-- Written problem --
Repeat, exactly and in full, the lines of the listing below, but without any pictures.

Records of labeled points
▶

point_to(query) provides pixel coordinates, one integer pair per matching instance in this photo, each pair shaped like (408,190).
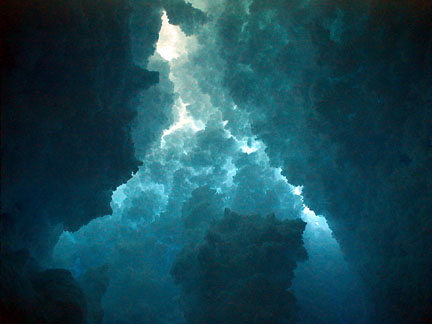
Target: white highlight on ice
(169,37)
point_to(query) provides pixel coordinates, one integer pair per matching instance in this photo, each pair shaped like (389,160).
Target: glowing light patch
(169,36)
(298,190)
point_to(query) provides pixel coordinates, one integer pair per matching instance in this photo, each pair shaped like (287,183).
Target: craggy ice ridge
(200,149)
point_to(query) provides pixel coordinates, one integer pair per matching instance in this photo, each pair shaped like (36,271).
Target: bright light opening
(169,36)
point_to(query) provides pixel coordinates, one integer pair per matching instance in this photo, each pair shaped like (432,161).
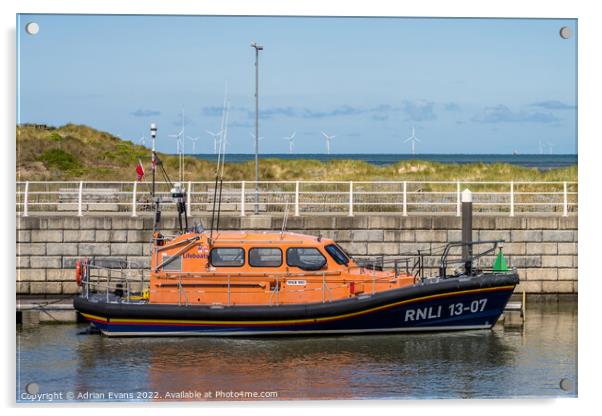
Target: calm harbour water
(504,362)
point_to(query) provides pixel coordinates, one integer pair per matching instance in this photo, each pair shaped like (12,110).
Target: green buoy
(500,263)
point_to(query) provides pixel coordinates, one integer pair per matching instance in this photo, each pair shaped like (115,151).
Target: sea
(542,162)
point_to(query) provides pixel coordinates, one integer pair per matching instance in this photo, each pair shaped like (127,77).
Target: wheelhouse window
(337,254)
(173,264)
(308,258)
(265,257)
(227,257)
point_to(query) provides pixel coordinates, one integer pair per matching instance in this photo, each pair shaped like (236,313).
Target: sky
(465,85)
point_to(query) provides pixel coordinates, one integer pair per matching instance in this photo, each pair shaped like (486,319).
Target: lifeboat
(272,283)
(236,283)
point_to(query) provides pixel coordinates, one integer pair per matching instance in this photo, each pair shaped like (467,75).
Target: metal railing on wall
(303,197)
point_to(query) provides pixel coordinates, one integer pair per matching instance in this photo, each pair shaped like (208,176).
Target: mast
(157,217)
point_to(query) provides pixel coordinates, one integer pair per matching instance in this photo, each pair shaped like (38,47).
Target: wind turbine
(215,139)
(180,147)
(253,136)
(193,140)
(413,139)
(328,139)
(291,141)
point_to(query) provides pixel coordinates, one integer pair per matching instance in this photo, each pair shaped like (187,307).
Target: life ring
(78,272)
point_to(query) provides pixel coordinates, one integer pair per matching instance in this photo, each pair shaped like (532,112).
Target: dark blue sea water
(532,161)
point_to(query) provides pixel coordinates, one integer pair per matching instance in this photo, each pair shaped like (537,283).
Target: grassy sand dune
(77,152)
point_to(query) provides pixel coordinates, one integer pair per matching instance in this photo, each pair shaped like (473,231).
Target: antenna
(222,147)
(413,139)
(328,139)
(291,141)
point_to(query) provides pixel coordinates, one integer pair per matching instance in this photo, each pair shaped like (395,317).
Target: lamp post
(257,49)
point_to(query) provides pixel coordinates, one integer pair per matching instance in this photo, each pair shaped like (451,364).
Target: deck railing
(303,197)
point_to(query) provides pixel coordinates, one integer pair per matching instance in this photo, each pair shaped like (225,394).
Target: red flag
(140,171)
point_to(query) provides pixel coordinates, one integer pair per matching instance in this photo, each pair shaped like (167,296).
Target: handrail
(307,197)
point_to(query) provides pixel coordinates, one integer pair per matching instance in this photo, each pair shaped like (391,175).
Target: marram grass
(78,152)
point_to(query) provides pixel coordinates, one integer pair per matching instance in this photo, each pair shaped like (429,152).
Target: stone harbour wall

◀

-- Expected output --
point_to(query) provides pixel coordinates, one integer pair per matching instance in this photo, each pair shaped like (408,190).
Target: white highlight on ice
(169,37)
point_to(query) provides pixel coordinates, one integer pair per matching instance in this photo, each pair shaped like (389,160).
Target: glowing light patch
(169,36)
(298,190)
point_to(query) provides pixel coordinates, one integer pair per matching instance in this photo, each pair shaped like (287,183).
Target: craggy ice ridge
(200,149)
point_to(query) provides pixel coordinates, one integer pair per matching instance in this photo, each pair shaped like (36,271).
Target: bright light opening
(169,36)
point_to(query) provides pixel coordinates, one integer pair per matching instance in this photo, each pair shaped like (432,161).
Target: calm harbour water
(504,362)
point_to(query) provides pixel coordinates, one integer pair per matching instance in this photo, each pair shaped like (12,110).
Target: green buoy
(500,263)
point_to(query) provides pixel coordinates, one integer pair per matching instance in this photo, each pair shaped like (115,151).
Target: sea
(542,162)
point_to(query) provides pixel coordinates, one integer pair per matching instance in this photo, each pair shaped like (127,77).
Target: wheelhouse window
(337,254)
(173,264)
(308,258)
(265,257)
(227,257)
point_to(query) provides pixel coordinates, one integer pair per matching instance in this photo, each pair shaped like (236,313).
Target: sky
(465,85)
point_to(query) provides pixel coordinates, one integer pair per matching instance in this photo, each pair shaped like (486,319).
Target: lifeboat
(272,283)
(236,283)
point_to(query) provides pixel coordinates, one integer pair per matching instance in this photo, each pair shaped like (467,75).
Target: metal railing on wall
(303,197)
point_to(query) provides pixel coordinates, one integer pair per matching instance in this photo, each pair shaped like (208,176).
Target: mast
(157,217)
point_to(query) provides pixel coordinates, one integer pair per matching instance in this photo, each pair shaped like (38,47).
Target: wind turbine
(215,139)
(180,147)
(253,136)
(193,140)
(413,139)
(328,139)
(291,141)
point_to(query) provides pixel coordinates, one integer pair per matching instance in this photo, each pair shaped like (187,307).
Target: life ring
(78,272)
point_to(query) provides pixel coordinates, one integer pair per matching instance in this photo, each pair shaped like (532,112).
Target: dark blue sea water
(532,161)
point_to(query) provides pixel coordinates, one integer pair per matching instance in this photo, each pair shaped like (537,283).
Target: grassy sand dune
(77,152)
point_to(query) provides pixel coordinates, one integer pair per matching instance in this photo, each pair shaped like (473,231).
Target: antenna
(222,147)
(413,139)
(328,139)
(291,141)
point_to(query) provides pixel coordinates, one integer pair per matching instance in this photo, each pair shaped like (395,317).
Target: lamp post
(257,49)
point_to(query) provides pixel coordinates, one integer pair per matching instance in this photo, each pair shaped like (451,364).
Target: deck railing
(303,197)
point_to(query) provides pixel coordinates, one integer pair per matching instance in this photo, each pair shaped like (225,394).
Target: red flag
(140,171)
point_to(query) provides pixel coordinates, one integer pair per matching instance in this photo, each pair shaped like (167,296).
Target: handrail
(307,197)
point_to(query) provides pixel coordinates, one integer pair per matching instance in this photo, each pair shaped like (391,175).
Target: marram grass
(78,152)
point_to(query) provides pixel coordinates, one integer pair per matching instance in this photo, each pair shaped like (429,152).
Target: stone harbour wall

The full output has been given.